»»
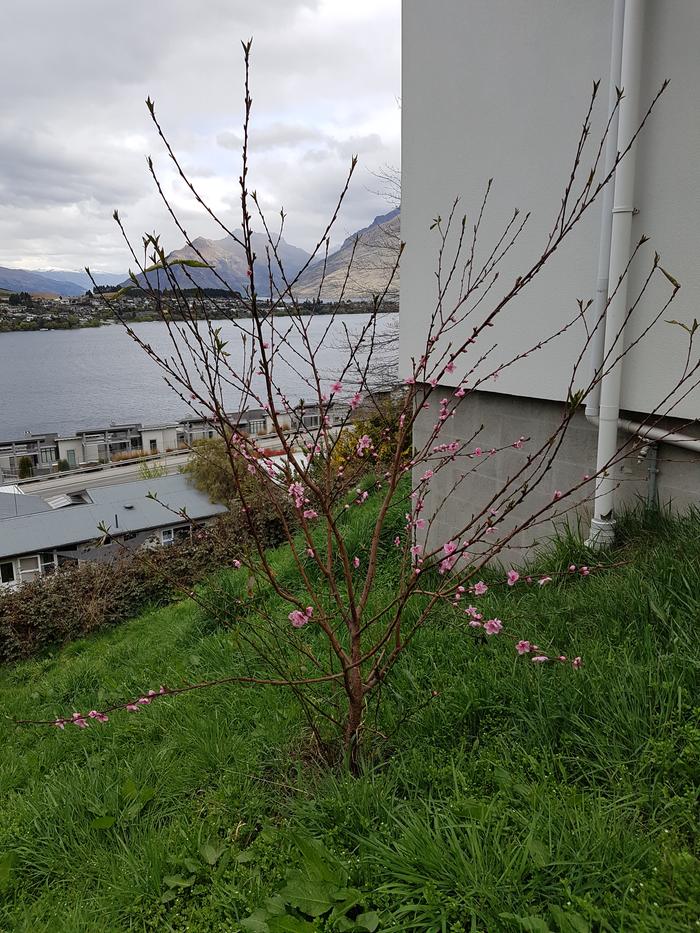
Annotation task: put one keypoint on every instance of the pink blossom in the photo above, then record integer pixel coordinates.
(447, 564)
(299, 618)
(364, 443)
(100, 717)
(296, 491)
««
The exercise. Rescale all the lines above by repeating each one in full, with every point coordinate multiplied by 0.9 and rounded to a whole number (halves go up). Leave the pictures out.

Task result.
Annotation task: put one keypoint on every instance of the pink blossom in the photo above, then record integer pixel coordinates.
(402, 508)
(269, 556)
(328, 399)
(90, 645)
(266, 442)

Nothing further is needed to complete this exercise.